● **Task instructions**: All the entries that follow are to be returned exactly.

Data extracted from a collection:

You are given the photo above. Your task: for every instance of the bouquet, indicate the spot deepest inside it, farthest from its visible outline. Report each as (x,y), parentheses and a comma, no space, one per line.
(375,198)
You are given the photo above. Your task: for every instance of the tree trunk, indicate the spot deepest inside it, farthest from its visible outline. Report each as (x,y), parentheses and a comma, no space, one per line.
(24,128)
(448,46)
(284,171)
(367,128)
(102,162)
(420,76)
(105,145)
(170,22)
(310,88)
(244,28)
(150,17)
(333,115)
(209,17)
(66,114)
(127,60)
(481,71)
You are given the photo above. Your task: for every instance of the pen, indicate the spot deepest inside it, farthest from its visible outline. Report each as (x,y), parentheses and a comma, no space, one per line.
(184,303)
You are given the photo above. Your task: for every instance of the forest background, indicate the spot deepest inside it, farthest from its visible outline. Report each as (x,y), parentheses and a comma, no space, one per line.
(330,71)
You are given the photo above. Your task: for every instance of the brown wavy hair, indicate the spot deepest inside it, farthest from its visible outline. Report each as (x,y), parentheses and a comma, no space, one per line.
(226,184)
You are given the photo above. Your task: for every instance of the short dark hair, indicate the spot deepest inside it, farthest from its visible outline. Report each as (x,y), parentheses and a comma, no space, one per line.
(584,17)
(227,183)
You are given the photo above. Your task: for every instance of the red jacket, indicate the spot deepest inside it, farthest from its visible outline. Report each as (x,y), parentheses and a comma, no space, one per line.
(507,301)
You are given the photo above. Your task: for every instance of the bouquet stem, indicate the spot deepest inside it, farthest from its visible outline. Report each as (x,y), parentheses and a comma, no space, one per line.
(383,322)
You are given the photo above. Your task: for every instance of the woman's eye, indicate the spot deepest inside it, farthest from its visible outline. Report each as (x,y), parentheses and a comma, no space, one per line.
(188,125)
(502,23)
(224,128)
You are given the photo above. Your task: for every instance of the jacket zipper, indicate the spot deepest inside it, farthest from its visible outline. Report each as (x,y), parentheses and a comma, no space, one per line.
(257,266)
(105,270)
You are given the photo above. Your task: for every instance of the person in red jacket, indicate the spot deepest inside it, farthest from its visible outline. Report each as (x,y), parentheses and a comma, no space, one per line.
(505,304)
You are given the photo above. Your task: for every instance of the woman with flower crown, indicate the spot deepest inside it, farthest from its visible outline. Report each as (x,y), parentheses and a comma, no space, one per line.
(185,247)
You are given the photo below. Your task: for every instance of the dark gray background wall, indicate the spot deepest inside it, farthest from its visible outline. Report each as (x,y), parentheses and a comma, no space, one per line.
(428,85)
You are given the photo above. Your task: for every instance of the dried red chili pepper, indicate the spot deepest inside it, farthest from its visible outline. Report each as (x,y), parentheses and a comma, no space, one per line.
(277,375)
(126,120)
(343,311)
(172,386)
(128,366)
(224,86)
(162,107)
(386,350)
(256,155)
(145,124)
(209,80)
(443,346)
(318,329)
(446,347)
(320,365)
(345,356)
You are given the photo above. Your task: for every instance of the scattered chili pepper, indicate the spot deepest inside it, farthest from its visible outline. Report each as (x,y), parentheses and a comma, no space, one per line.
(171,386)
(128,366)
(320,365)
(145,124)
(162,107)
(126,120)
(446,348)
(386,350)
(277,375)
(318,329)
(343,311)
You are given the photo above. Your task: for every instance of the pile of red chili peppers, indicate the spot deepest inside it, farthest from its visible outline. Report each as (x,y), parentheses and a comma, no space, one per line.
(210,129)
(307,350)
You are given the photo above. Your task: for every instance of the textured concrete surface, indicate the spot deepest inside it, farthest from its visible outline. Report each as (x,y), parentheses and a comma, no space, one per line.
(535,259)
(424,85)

● **Solution for this exercise**:
You are given the photo above. Your task: for every instance of the bouquet, indicate the spot deepest inside it, farthest from its visible outline. Report each as (x,y), parentheses and a comma, no space, one per line.
(375,198)
You are given the photo above. Your task: for every instance of the tree trunk, indicate the spot deepest inside it, farthest from its visible outline. Report each as (x,y), parentheses and a comma, no space, one per line.
(24,128)
(448,46)
(284,171)
(367,128)
(102,162)
(420,76)
(105,145)
(170,22)
(310,88)
(244,28)
(150,17)
(333,115)
(209,17)
(66,114)
(127,60)
(481,71)
You are given the photo above. Your task: for every instance of the pen, indicate the spot deepest inside it, farthest from its visible outline. Report each as (x,y), parentheses and a comma, no space, one per line.
(184,303)
You are given the photo above. Your task: for every instance of the forest background, indicate the spot deepest inside it, farthest from its visible outline. Report each as (x,y), parentheses and a comma, no space, one per line.
(330,71)
You are given the photo above. Your task: for every instance of the brown wavy hair, indicate the spot deepest inside it, farthest from its visible outline. Report each as (x,y), parentheses and a comma, no space, one per line.
(226,184)
You are given the photo above. Your task: for every instance of the short dark hair, indicate the spot deepest inside it, farthest from its visible outline. Report each as (x,y), parentheses and a comma, no space, one per line.
(584,17)
(227,183)
You are given the photo above. Your task: for every instance of the red jacket, indicate the spot deepest inside it, farthest from its visible outline. Report each as (x,y), parentheses and a comma, no space, one per line.
(507,301)
You are given the photo above. Your task: for every instance of the bouquet stem, indicate the spot deepest inside it, farthest from its visible outline. Report each as (x,y), parentheses and a comma, no space, one per line.
(383,322)
You are given the photo above. Your task: for every instance of the woman's eye, indicate the spot deepest inside it, farthest from its visible outline. Report each as (x,y), parentheses and a comma, no space, one per line.
(188,125)
(502,23)
(224,128)
You are given the photo above. Your task: for every instance of the jacket zipper, indicate the spot deepest inside it, farthest from its visible outline. Report each as (x,y), parentheses and a comma, no space, one per line.
(257,266)
(105,270)
You are given the photo above. Your task: for every instance of the person in red jacket, indicate the spot deepest inside it, farthest from its visible outline. Report each as (x,y), parentheses and a comma, no space, one per line.
(505,304)
You are given the photo above. Your task: for every instance of the woman with flower crown, indicate the spot deepest inside it, farthest from its visible outline. Report each as (x,y), parentheses and a comma, no space, one per line.
(185,247)
You are given the photo below. Your task: for every instance of the dark gray background wall, indicate the spot deepest inside it, farthest from its visible outline. Report each as (x,y), parentheses and a comma, no space, one per line.
(428,85)
You are given the photo above. Your task: for every instance of the dried red chili pepper, indicate the spot deepest inside it, farthest from its visible outline. Report each as (x,y), parentheses and a comma, no space, one per line.
(277,375)
(126,120)
(343,311)
(172,386)
(128,366)
(224,86)
(162,107)
(386,350)
(256,155)
(145,124)
(209,80)
(443,346)
(318,329)
(446,347)
(320,365)
(345,356)
You are given the photo above. Your task: for every instance of the scattered chili pepper, indicate the spot deepest inside it, farthest from its visible outline. Report each as (x,y), parentheses and a comma, no space, one per line.
(171,386)
(128,366)
(320,365)
(145,124)
(162,107)
(126,120)
(446,348)
(386,350)
(277,375)
(318,329)
(343,311)
You are given the photo above. Your task: for every instance of the pile of red chili peppers, indicate the spot deepest inside it, farthest from its visible outline. Report each as (x,y), parentheses and a comma, no space, one per line.
(210,129)
(307,350)
You are given the photo above. Your task: for every instance of the textured concrete surface, indicate the spot deepest inside it, farthest from its visible outline. Report each as (x,y), parentheses and a comma, no space, one per line.
(535,259)
(424,85)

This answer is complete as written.